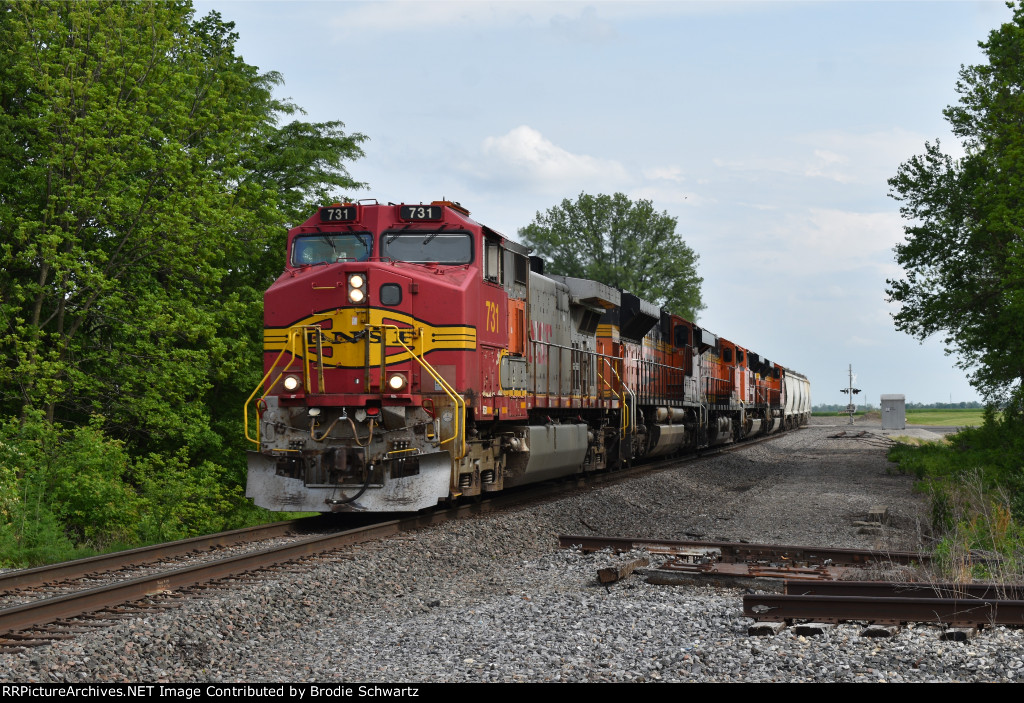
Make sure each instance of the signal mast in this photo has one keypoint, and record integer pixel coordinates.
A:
(850, 392)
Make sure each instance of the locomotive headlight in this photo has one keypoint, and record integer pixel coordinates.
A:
(356, 288)
(397, 382)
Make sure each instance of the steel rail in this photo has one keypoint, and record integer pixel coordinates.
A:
(957, 612)
(992, 591)
(27, 578)
(73, 605)
(741, 552)
(50, 610)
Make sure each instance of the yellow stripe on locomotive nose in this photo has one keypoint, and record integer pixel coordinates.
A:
(344, 339)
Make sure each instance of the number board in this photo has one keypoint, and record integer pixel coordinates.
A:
(421, 213)
(340, 213)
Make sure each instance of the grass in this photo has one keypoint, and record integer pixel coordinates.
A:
(944, 416)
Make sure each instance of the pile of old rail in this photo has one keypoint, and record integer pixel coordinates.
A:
(815, 582)
(953, 605)
(741, 564)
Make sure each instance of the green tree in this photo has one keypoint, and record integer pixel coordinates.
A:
(964, 252)
(622, 243)
(146, 180)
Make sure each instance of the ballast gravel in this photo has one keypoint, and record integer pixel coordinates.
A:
(493, 598)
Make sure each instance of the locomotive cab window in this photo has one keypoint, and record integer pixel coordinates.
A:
(493, 262)
(425, 247)
(390, 294)
(323, 248)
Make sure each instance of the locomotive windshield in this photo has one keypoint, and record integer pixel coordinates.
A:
(323, 248)
(421, 247)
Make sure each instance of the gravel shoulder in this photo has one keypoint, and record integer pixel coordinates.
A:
(493, 599)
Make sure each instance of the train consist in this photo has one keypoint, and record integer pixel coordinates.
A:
(414, 355)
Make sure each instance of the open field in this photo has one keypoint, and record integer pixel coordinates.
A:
(961, 418)
(934, 416)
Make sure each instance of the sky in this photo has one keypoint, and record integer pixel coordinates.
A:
(768, 129)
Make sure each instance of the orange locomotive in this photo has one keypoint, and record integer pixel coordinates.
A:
(413, 355)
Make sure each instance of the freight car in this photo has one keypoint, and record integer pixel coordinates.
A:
(413, 355)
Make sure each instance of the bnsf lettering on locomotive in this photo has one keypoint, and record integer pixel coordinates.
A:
(344, 338)
(373, 336)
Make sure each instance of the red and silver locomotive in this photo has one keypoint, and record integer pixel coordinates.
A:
(413, 355)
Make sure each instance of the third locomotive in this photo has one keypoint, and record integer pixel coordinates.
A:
(414, 355)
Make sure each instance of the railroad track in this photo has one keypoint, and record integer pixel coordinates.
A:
(41, 605)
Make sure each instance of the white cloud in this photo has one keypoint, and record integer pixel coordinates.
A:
(840, 157)
(592, 20)
(525, 158)
(666, 173)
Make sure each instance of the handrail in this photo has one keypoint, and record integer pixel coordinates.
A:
(289, 347)
(451, 392)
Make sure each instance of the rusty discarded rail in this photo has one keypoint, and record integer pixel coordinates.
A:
(906, 589)
(961, 612)
(741, 552)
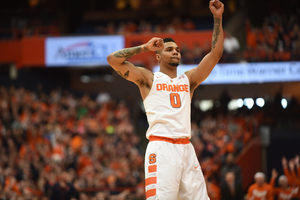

→ Try it:
Copy every line from the entries that contains the word "gravel".

→ Your response:
Make sure each instance of the ballast gravel in this photo has one keypoint, and record integer pixel coordinates.
Make sure each instance of the gravel shoulder in this photo has one keypoint, and record integer pixel coordinates.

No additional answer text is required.